PROVIDED DATA -
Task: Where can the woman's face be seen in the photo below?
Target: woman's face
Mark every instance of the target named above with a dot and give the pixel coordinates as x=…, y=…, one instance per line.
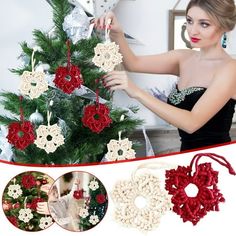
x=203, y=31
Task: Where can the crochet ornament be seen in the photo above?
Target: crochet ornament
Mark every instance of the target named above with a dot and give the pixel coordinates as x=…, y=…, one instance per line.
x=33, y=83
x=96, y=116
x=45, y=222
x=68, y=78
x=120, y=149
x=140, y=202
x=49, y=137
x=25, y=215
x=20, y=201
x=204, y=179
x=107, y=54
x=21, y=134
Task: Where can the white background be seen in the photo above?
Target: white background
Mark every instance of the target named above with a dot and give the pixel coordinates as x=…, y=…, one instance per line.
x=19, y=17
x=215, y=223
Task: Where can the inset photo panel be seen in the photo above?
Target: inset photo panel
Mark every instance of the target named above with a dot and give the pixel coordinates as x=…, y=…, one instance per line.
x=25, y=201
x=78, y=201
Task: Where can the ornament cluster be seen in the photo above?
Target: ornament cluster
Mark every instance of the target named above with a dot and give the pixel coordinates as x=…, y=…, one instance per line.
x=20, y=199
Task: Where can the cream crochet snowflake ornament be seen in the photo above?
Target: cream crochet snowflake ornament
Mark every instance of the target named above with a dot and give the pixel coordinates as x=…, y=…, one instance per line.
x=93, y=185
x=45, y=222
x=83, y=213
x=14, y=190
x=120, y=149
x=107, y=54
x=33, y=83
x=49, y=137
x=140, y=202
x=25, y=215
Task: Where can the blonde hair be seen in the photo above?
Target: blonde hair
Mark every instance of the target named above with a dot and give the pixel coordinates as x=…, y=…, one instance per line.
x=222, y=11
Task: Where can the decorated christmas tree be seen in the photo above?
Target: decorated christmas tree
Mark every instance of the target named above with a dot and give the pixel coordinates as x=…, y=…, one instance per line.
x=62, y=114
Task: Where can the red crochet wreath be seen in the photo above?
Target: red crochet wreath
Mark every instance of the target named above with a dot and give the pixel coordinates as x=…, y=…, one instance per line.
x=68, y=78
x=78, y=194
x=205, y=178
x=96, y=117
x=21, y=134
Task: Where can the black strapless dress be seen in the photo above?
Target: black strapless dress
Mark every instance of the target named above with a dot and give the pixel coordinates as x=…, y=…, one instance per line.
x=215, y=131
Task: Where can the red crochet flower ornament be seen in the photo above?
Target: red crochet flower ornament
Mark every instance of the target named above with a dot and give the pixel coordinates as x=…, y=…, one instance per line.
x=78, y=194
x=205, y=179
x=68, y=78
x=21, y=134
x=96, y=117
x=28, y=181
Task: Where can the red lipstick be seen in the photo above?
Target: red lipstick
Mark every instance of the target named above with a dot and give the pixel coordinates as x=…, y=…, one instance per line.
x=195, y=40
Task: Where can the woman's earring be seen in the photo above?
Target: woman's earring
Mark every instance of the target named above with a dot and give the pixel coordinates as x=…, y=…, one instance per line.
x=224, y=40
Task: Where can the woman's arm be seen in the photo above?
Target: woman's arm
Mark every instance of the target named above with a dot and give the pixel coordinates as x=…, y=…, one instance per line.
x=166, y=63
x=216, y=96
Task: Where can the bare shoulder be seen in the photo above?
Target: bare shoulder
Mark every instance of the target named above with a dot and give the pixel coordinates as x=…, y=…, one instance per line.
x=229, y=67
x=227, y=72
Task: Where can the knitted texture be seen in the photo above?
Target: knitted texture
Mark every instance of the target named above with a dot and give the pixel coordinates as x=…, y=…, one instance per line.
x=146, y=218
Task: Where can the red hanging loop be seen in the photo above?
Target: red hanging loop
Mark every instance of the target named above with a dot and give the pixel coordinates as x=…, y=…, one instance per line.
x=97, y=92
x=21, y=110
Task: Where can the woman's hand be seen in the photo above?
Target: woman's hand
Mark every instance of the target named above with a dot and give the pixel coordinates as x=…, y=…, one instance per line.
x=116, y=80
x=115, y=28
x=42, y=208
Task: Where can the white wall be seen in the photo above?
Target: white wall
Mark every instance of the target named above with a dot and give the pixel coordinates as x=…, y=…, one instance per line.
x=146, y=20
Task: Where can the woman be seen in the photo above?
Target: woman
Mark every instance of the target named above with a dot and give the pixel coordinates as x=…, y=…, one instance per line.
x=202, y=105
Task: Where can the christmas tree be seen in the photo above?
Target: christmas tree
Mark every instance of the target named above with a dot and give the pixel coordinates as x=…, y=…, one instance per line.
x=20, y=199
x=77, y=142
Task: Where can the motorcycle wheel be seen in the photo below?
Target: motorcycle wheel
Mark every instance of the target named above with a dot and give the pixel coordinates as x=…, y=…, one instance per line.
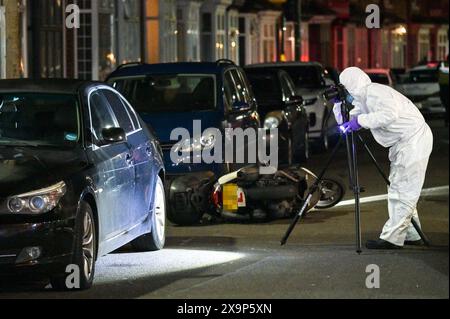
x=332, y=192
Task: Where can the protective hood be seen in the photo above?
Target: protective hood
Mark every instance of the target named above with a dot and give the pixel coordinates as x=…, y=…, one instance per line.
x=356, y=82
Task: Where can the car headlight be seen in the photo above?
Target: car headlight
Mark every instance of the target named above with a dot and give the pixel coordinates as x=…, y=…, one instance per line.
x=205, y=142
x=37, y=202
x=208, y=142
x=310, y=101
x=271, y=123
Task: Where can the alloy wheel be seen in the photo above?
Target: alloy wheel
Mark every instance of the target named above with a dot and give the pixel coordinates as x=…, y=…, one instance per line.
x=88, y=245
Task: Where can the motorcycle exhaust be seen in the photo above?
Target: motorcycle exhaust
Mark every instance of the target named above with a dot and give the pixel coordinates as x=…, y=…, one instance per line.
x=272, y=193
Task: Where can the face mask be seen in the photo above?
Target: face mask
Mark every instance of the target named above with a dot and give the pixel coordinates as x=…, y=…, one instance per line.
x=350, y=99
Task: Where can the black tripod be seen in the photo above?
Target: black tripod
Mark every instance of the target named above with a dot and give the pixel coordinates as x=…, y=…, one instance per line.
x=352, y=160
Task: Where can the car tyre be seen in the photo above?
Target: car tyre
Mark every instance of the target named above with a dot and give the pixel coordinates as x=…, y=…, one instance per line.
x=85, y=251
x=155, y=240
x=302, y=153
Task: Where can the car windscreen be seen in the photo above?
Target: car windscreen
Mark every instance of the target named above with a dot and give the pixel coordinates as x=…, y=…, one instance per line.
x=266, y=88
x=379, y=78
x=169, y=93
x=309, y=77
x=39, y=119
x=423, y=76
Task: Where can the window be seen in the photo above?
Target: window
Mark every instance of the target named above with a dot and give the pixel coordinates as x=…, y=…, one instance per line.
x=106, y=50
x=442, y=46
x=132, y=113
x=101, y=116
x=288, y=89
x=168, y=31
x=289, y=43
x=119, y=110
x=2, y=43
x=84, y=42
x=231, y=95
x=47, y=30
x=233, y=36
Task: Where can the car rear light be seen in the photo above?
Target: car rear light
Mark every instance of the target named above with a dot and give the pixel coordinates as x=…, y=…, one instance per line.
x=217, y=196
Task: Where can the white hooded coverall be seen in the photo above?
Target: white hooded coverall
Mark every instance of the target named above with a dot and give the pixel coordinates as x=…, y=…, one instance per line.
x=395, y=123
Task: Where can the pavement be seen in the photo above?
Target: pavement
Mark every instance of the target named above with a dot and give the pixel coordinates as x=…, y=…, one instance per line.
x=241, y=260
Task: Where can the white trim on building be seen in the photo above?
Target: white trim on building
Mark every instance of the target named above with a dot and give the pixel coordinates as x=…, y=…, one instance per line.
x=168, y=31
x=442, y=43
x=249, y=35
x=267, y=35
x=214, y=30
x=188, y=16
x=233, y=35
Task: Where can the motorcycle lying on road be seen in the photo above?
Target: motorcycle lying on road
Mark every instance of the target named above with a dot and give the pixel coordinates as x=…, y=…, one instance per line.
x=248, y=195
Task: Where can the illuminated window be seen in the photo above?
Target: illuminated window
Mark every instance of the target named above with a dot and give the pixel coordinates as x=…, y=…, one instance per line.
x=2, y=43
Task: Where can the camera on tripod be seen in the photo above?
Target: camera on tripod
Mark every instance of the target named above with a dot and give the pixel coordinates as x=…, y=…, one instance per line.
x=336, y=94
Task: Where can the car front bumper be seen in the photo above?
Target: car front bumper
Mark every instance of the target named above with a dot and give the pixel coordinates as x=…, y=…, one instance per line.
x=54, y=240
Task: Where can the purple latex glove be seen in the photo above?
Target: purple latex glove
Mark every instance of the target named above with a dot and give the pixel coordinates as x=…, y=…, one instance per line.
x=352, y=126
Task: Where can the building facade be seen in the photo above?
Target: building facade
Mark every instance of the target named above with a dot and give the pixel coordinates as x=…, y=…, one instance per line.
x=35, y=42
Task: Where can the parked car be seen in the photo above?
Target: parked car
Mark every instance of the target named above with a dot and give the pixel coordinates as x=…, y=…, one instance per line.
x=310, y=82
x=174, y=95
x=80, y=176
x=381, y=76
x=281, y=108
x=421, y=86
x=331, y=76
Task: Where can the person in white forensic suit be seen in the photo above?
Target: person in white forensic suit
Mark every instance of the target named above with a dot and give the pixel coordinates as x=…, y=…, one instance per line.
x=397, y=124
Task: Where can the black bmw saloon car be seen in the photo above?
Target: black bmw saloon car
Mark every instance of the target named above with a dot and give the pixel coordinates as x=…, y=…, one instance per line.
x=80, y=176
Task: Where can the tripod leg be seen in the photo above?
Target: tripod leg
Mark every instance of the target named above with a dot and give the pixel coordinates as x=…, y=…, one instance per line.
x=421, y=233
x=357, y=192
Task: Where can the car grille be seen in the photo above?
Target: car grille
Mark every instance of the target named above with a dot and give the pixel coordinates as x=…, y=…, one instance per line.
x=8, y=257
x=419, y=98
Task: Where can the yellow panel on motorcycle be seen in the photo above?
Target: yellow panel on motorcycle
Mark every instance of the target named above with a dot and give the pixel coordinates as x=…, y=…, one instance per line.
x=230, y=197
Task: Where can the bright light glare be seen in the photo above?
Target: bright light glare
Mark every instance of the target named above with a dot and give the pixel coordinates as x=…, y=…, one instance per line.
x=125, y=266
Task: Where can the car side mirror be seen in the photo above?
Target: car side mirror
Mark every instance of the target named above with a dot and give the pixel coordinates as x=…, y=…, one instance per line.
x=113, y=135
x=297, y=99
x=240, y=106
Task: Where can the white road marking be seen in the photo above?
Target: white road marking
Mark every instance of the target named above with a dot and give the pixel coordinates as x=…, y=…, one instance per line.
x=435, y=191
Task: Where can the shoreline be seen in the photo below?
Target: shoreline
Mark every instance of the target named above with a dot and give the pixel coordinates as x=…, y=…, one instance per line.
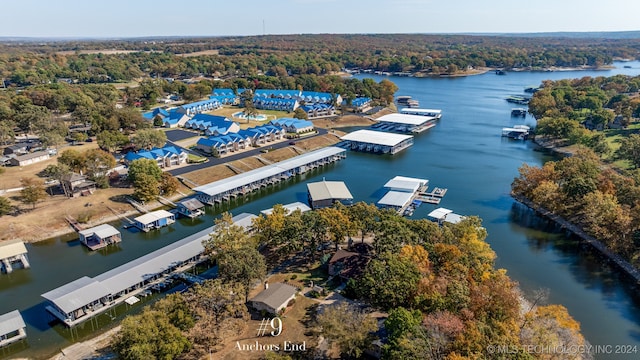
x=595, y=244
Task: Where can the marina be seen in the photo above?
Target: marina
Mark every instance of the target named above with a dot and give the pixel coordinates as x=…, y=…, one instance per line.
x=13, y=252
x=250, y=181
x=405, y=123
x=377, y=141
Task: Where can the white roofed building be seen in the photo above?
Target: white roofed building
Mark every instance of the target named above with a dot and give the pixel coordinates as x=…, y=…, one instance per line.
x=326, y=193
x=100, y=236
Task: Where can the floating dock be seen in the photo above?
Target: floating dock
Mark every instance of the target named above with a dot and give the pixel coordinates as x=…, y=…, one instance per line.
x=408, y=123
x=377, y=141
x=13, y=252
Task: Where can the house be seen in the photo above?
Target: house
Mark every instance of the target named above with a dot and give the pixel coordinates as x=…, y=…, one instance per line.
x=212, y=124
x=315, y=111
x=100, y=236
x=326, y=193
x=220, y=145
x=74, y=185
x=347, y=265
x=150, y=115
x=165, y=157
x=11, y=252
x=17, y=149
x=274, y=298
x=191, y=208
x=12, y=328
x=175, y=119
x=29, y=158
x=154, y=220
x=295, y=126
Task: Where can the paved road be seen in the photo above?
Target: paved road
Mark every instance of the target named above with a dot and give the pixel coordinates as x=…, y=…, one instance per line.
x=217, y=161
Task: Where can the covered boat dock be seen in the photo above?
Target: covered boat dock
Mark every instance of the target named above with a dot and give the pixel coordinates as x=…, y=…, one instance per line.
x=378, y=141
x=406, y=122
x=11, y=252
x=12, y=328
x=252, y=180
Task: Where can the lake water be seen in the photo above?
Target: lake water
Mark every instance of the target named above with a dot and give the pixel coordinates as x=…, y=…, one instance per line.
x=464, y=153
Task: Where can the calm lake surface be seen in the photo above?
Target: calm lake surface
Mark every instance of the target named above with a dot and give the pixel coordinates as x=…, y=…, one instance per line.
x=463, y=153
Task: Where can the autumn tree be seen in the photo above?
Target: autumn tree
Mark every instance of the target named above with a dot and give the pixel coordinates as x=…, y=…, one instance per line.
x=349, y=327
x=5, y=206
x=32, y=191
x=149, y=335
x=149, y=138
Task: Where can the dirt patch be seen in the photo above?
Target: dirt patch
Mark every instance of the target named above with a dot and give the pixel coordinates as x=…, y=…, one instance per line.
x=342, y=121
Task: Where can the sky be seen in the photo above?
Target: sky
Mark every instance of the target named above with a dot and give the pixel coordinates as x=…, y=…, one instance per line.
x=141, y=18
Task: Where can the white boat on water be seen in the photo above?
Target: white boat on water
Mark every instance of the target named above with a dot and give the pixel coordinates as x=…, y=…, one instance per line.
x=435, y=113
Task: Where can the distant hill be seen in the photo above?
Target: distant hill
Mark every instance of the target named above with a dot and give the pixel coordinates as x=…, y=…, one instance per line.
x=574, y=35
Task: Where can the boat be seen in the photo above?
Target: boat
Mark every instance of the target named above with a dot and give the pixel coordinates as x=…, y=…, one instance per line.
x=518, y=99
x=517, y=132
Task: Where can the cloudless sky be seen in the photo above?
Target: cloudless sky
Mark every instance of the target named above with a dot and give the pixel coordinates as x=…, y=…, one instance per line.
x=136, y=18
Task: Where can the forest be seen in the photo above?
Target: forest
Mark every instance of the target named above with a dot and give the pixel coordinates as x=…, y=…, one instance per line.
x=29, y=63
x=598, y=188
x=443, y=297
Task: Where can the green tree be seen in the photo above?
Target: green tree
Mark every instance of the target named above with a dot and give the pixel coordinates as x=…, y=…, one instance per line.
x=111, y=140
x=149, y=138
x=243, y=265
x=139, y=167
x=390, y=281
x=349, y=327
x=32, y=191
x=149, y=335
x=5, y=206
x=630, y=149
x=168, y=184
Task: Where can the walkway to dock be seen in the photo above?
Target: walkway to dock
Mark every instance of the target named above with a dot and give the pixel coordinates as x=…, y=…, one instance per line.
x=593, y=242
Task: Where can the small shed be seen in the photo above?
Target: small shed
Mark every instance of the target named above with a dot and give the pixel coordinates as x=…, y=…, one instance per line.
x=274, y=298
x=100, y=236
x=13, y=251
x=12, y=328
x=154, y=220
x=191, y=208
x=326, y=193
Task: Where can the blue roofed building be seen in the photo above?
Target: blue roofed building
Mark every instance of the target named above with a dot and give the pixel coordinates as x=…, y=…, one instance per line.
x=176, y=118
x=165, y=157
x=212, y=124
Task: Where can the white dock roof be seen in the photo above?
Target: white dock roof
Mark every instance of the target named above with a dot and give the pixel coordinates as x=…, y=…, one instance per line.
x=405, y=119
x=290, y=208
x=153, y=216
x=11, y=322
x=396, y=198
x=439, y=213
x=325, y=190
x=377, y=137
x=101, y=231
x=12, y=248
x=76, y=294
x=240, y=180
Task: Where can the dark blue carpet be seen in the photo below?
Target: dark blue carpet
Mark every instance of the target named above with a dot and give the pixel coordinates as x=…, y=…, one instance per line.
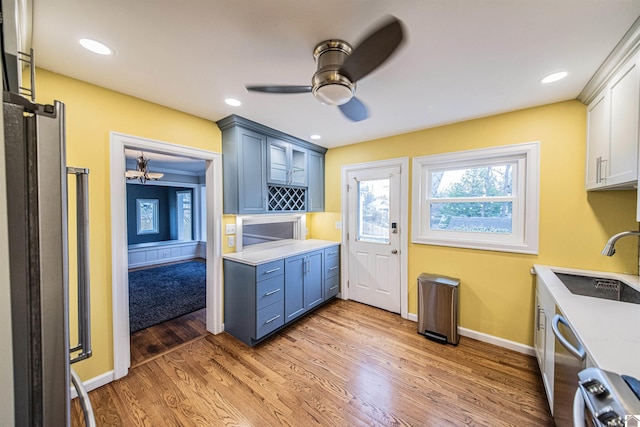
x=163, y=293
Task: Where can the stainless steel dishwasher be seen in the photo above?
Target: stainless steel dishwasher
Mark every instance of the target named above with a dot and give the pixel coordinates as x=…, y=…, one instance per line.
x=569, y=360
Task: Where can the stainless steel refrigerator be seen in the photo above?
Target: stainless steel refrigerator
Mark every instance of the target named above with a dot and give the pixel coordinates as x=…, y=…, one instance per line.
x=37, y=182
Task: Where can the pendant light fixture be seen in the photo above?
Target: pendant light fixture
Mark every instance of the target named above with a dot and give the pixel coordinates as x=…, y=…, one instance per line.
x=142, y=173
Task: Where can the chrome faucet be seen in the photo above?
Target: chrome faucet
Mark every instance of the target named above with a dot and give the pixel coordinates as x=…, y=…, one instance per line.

TRY IT - Could you restate, word for word, the lines above from the one with "Target: car tyre" to the one with "Target: window", both included?

SOLUTION FOR THIS TASK -
Target: car tyre
Mark every instance of the target named above with a dot and give the pixel coordinates as x=…, y=…, one instance per line.
x=85, y=251
x=155, y=240
x=302, y=153
Task: Where can the car windscreen be seen in the photo above?
Target: car windscreen
Mark every instance of the target named above with a dot and give the pixel coordinates as x=…, y=…, one instance per line.
x=266, y=88
x=379, y=78
x=169, y=93
x=309, y=77
x=39, y=119
x=423, y=76
Task: Where can the window be seen in the photo above?
Target: window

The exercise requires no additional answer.